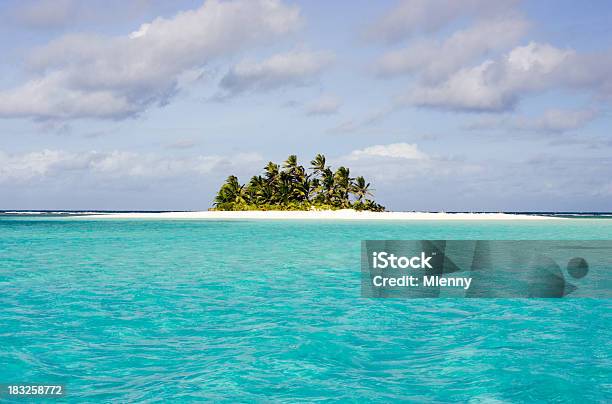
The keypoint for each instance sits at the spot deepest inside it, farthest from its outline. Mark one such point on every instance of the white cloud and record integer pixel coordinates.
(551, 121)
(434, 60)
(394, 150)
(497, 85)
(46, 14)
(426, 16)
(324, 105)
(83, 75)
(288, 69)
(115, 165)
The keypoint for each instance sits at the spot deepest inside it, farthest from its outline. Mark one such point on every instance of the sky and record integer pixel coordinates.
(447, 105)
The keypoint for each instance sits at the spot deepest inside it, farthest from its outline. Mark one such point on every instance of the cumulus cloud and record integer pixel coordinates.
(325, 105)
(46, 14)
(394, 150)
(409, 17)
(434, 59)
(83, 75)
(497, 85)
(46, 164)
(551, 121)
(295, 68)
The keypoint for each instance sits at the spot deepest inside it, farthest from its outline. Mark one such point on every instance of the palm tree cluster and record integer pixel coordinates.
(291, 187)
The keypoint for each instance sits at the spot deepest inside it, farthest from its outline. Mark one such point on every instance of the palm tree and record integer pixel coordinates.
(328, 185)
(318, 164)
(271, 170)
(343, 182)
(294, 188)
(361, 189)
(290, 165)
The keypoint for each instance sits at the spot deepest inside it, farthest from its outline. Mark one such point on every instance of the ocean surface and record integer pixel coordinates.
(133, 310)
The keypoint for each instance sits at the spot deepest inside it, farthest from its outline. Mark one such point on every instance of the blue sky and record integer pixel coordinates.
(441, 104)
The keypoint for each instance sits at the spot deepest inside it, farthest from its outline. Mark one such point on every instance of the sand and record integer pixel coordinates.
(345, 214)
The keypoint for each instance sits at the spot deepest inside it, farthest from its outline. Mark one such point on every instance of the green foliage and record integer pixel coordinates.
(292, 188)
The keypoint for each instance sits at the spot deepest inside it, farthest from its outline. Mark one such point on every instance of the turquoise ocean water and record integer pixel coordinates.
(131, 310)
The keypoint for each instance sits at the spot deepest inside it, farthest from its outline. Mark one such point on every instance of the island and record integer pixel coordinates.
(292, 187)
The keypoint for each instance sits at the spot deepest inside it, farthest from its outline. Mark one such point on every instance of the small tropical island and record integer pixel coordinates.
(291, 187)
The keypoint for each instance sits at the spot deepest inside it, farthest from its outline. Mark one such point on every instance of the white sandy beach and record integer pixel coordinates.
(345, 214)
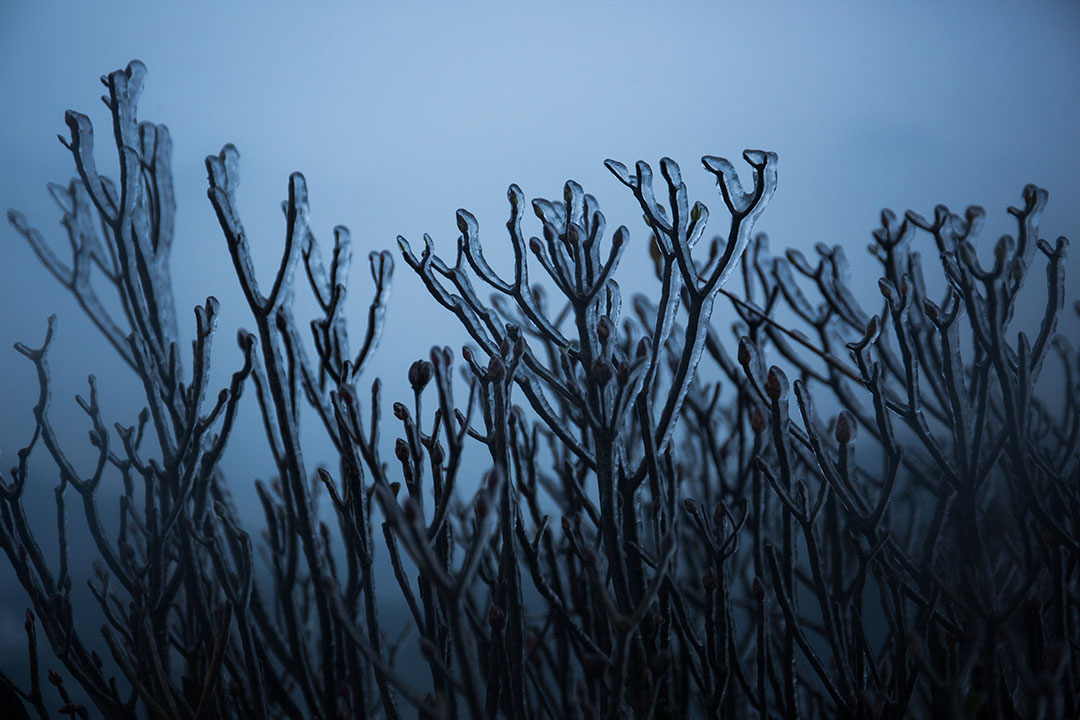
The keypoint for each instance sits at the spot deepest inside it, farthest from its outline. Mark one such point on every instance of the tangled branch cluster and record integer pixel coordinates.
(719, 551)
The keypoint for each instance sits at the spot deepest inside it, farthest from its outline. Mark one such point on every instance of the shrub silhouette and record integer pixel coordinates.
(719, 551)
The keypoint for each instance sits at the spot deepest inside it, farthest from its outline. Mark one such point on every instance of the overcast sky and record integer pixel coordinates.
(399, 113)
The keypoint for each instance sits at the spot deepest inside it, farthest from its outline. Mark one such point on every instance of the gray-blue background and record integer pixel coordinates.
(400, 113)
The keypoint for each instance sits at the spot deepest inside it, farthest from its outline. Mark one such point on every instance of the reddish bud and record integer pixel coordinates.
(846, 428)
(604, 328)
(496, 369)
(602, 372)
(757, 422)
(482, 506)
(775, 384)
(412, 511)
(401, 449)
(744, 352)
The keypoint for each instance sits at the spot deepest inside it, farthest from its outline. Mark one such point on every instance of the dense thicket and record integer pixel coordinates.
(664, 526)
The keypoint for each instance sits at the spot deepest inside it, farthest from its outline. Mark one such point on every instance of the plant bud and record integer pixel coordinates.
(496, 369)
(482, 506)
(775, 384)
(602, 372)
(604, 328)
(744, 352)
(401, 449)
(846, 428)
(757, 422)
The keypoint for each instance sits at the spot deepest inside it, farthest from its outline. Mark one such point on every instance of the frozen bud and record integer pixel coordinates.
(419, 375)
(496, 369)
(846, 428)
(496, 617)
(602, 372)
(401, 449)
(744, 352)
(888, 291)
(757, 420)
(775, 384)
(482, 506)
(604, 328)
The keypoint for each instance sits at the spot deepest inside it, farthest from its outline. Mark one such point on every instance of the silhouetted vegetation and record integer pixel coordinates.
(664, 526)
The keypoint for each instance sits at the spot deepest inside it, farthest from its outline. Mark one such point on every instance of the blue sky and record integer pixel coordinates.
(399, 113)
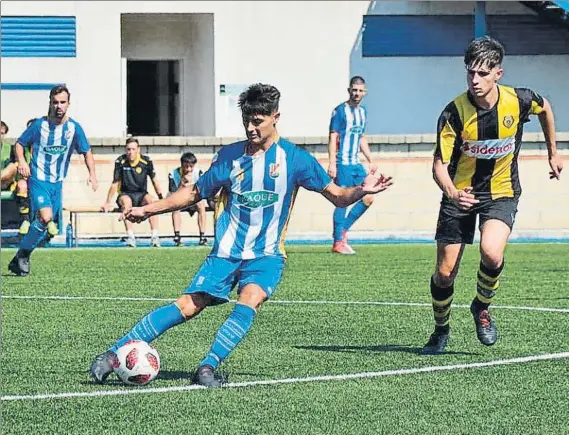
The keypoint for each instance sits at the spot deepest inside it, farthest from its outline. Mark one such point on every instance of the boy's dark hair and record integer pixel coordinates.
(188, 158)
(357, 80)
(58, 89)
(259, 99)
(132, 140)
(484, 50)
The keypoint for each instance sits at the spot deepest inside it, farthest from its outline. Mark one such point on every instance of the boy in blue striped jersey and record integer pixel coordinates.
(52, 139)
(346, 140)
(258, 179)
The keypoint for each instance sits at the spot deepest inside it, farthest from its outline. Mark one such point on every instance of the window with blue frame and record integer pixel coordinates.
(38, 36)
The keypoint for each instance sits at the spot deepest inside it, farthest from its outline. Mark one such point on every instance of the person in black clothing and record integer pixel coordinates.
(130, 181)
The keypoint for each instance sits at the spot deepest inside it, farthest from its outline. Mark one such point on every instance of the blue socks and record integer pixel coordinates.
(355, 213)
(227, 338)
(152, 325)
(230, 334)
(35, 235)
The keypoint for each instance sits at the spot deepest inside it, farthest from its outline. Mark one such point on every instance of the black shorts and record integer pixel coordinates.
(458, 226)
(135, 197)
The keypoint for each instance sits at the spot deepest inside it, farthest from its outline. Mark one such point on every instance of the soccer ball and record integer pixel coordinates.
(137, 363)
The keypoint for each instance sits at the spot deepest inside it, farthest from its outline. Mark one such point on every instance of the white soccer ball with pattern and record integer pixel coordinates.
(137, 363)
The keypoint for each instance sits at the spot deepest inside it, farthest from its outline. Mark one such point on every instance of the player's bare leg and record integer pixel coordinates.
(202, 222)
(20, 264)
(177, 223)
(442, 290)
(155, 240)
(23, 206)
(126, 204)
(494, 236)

##############################

--- Problem details ---
Omit each picture, then return all of the listing exactly as it stands.

--- Solution to the problem ---
The keypoint for each instance sits at the spot deepest inside it, farthest from its outline. Mark one such point on every instance of the white cloud and record integer pixel coordinates.
(551, 121)
(434, 60)
(394, 150)
(497, 85)
(46, 14)
(426, 16)
(324, 105)
(83, 75)
(288, 69)
(115, 165)
The keypoint for each instance sits at the spot deepest inside it, farthest from its outline. Mark one such point on every instance of the sky and record integer pixel coordinates.
(447, 105)
The keypoint for each instance sits at the spot deepest inside it, farthest from its outline. Mark one such point on every instance of the cumulus cloud and record integer pixel coordinates.
(325, 105)
(46, 14)
(394, 150)
(409, 17)
(434, 59)
(83, 75)
(497, 85)
(46, 164)
(551, 121)
(295, 68)
The keypoint for each instance sits at the spot deepest inside it, farthest from its outline. Mark one such point on every instance of the palm tree cluster and record integer pixel coordinates.
(291, 187)
The keypoint for each instance sits at the spot deepest inside it, farthest from its outline. Mark one such point on every instance of the palm tree and record integer pixel coordinates.
(328, 185)
(318, 164)
(271, 170)
(343, 182)
(294, 188)
(361, 189)
(290, 165)
The keypoint for each instance sits at the spot deepest inside it, farthest from its outline. Mark one such point on every instance of the ocean surface and record integer pixel coordinates.
(133, 310)
The keypoint for each instance sits at the spot deepest inside it, farthest from its outline. Mark one such point on every instance of the blue sky and record integer pixel coordinates.
(441, 104)
The keypoint for each instance sits at the spot deepest inside it, farthest from its outline. Mark one such point on every instance of the sand and record integer pixel coordinates.
(345, 214)
The keypoint for each instance sits at the spot deepest inside it, farthest from its outline. Mark one such point on every instance of the green foliage and record integer pixel coordinates.
(292, 188)
The keypoint for each instance sits at the spot deepest inside it, farthest from its outline. Mark one such point on every instance of the turquoise ocean water and record integer pixel coordinates.
(131, 310)
The keypoint for each instance sits at the spot deepest inside it, farthest from its outline. Mark one such point on every instance of the island and record integer pixel coordinates.
(292, 187)
The keypoint for each instance sits at the spot deepest inside it, farthest from its outline. Mark one such point on every instance of the small tropical island and record integer pixel coordinates.
(291, 187)
The keypoint for each instance sits at the spot deepest inside it, farthest from its outline. Mark one such point on every instance of the white sandy beach and record integer pixel coordinates.
(345, 214)
The keypoint for each instance sits at the spot deepest inside it, farthest from its outline. Mark one such point on every instance of the tangled branch cluster and record integer pixel coordinates.
(719, 551)
The keypoint for each instance sits at the spot deepest inside it, farthest from its outline. Mark one such point on every instance of the shrub silhouette and record integer pixel coordinates.
(719, 551)
The keypoint for each instance sits at the spot deepest inside it, farthest from its outline. Mark one such point on every instance of the overcast sky and record integer pixel coordinates.
(399, 113)
The keypoint for each instance sits at the spot deepest inside it, farthest from its outline. Mark one such point on every instance of the gray-blue background and record integer pixel coordinates.
(400, 113)
The keypoint for each instance sits at the spot deepest inside it, farthest from its outline. Mark one such point on every instance of the reddish bud and record integer pixel coordinates.
(846, 428)
(604, 328)
(496, 369)
(602, 372)
(757, 422)
(482, 506)
(775, 384)
(412, 511)
(401, 449)
(744, 352)
The keypoint for each instance sits at the spot deepest inside it, farthest from its outline. Mark one such point on every instance of the dense thicket and record integer pixel coordinates.
(664, 526)
The keypoint for each instance sits at the spot deepest inside it, farthest from its outline. Mark one such point on every instance of the plant bud and record integer pixel coordinates.
(496, 369)
(482, 506)
(775, 384)
(602, 372)
(604, 328)
(744, 352)
(401, 449)
(846, 428)
(757, 422)
The keypoint for each instance sits at the spot deepest inside it, farthest from its outline. Mark one such point on every instance of the frozen bud and record integer pixel coordinates.
(419, 375)
(496, 369)
(846, 428)
(496, 617)
(602, 372)
(401, 449)
(744, 352)
(888, 291)
(757, 420)
(775, 384)
(482, 506)
(604, 328)
The keypoint for each instance sits at the spot deepest inside it, farthest from its outline. Mark one such point on every instance of the silhouetted vegetation and record integer pixel coordinates.
(664, 526)
The keypoint for each instance sits at the spot deepest inside it, farthest from its outline. Mark one such point on every instance of the blue sky and record integer pixel coordinates.
(399, 113)
The keypoint for each instance sits at the spot deepest inside it, farthest from its outline. Mark one such point on every instance of the boy's dark hair and record integer pixel coordinates.
(188, 158)
(357, 80)
(58, 89)
(259, 99)
(132, 140)
(484, 50)
The keypoint for each instance sits at the spot deepest inside it, farthest from its outline. Mark one such point on every instance of the boy in blue striped jersey and record integer pixel coordinates.
(52, 139)
(346, 140)
(258, 179)
The keypoint for each instance sits at the spot deepest inside it, farthest from its outline. Mark one such point on every instance of the window with blue frame and record integer pixel coordinates.
(38, 36)
The keypoint for each instance sits at the spot deepest inside it, farthest from its outline. Mark one such point on every instance of the person in black clothing and record integer pixel coordinates.
(130, 181)
The keypoint for each instance sits at the spot deepest inside it, farthest from its outline. Mark one such point on every instance of the blue socks and record integer pixel coordinates.
(355, 213)
(227, 338)
(152, 325)
(230, 334)
(35, 235)
The keypoint for each instance sits at the spot deepest inside it, farthest from its outline. Mark one such point on every instance of the black shorts and record integer pixel coordinates.
(458, 226)
(135, 197)
The keypoint for each instance sits at the spot deepest inside it, farthest from its outline. Mark one such point on every instance of the soccer ball and record integer pixel coordinates.
(137, 363)
The keypoint for each instance sits at the spot deepest inside it, farthest from its outline. Mark one such point on every instance of the white soccer ball with pattern and record integer pixel coordinates.
(137, 363)
The keypoint for each instance sits at the spot deepest inside it, farthest from its outline. Mark one such point on every instance of the player's bare leg and record integer pixel coordinates.
(202, 222)
(20, 264)
(177, 223)
(442, 290)
(155, 240)
(23, 206)
(126, 204)
(494, 236)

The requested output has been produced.